__EXERCISE INSTRUCTIONS__
Tally how many lines in the listing below contain the word "yellow" and give only the number.

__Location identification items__
------------------------------------------------
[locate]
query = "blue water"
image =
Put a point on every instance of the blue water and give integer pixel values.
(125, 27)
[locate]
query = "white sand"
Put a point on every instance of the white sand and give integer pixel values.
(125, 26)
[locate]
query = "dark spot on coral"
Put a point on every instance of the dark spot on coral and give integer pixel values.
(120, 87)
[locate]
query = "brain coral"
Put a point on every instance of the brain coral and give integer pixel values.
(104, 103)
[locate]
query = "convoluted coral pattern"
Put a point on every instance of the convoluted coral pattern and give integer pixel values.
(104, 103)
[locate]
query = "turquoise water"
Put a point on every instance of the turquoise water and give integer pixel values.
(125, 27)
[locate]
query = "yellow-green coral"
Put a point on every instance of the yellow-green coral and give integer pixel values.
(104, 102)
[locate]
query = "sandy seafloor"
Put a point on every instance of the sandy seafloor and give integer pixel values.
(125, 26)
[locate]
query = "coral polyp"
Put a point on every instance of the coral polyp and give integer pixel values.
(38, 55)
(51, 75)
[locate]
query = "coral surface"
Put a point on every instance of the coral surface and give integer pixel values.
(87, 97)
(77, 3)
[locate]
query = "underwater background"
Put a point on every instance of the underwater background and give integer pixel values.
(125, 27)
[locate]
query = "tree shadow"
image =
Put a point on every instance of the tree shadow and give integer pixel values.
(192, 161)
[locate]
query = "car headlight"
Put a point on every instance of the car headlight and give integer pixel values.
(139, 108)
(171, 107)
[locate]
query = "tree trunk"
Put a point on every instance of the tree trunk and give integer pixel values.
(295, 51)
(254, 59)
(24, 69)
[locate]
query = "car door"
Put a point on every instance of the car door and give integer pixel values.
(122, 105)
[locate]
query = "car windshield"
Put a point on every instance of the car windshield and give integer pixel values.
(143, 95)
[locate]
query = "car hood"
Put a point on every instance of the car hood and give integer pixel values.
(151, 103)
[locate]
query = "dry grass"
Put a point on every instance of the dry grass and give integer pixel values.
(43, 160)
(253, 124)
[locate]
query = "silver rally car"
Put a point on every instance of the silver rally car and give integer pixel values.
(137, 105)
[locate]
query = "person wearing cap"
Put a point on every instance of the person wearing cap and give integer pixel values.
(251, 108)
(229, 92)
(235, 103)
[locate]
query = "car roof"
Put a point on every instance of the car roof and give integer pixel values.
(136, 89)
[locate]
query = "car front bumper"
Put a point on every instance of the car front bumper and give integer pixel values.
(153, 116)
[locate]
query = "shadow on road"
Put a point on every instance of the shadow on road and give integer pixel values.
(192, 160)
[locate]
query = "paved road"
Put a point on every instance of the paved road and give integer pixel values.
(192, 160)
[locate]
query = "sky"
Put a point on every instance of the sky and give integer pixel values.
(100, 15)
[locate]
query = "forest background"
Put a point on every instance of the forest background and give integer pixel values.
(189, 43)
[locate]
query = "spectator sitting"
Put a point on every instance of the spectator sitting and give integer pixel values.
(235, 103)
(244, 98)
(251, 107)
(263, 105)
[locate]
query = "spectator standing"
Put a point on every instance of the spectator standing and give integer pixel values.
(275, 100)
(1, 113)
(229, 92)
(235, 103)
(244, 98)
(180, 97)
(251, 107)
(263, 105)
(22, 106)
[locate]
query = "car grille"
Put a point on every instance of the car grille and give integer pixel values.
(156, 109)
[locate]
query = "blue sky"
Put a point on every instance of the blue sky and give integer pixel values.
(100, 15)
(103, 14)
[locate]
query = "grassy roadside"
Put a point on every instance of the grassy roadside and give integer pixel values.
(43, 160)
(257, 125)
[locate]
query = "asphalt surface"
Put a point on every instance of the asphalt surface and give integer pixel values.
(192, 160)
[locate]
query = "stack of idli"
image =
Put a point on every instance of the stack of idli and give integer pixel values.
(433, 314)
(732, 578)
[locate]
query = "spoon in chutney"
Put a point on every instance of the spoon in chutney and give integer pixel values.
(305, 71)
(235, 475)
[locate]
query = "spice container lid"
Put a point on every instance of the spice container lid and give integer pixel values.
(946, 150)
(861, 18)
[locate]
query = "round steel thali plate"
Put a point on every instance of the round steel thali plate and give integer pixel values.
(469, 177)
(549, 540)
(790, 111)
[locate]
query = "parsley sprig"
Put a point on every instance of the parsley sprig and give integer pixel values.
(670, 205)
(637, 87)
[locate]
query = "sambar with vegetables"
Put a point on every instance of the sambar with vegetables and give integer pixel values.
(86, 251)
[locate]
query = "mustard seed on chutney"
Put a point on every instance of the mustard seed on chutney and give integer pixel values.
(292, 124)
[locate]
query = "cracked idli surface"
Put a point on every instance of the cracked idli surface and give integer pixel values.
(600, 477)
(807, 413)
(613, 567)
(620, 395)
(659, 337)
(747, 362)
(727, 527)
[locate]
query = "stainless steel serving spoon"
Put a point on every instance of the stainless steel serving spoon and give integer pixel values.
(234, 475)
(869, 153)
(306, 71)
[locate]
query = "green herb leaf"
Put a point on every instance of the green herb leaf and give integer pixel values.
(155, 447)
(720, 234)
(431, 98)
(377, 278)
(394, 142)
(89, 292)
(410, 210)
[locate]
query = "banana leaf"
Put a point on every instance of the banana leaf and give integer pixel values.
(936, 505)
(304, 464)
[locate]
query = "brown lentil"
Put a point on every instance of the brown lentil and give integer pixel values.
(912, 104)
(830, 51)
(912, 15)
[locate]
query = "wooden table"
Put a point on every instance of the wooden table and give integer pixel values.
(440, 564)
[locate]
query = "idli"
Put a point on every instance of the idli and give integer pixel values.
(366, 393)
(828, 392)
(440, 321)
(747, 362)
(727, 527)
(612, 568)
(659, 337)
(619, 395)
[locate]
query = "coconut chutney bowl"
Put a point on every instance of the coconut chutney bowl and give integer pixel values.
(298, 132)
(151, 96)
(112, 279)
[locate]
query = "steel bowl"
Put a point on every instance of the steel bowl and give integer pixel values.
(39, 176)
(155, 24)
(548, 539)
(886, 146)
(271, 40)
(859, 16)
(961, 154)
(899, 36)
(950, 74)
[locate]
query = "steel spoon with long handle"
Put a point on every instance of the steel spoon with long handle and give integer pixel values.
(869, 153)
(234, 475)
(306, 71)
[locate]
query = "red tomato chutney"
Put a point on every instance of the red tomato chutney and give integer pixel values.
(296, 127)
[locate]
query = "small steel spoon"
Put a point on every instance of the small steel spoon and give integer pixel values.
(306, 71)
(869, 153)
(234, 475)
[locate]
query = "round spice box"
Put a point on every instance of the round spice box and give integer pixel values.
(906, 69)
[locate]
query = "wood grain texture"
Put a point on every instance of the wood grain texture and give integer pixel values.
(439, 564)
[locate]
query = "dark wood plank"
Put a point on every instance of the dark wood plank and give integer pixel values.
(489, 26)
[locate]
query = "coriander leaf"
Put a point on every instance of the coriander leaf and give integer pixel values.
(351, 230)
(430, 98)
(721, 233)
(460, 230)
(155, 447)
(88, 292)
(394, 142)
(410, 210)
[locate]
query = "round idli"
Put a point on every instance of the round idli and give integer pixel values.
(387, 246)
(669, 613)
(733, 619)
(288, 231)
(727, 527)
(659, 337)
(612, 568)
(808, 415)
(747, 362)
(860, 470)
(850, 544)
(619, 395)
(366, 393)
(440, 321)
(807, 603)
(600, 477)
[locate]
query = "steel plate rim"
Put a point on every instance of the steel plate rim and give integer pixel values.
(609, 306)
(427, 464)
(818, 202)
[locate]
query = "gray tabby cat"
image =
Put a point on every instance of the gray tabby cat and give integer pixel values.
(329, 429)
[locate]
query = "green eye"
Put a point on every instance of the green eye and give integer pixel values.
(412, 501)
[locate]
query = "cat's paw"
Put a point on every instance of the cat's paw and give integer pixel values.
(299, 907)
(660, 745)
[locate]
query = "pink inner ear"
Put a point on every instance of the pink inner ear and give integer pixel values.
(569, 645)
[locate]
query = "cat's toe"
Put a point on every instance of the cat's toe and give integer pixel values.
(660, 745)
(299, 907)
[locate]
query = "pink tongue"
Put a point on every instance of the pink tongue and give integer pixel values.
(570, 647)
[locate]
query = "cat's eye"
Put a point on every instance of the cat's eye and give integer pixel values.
------------------------------------------------
__RESULT OF THIS EXERCISE__
2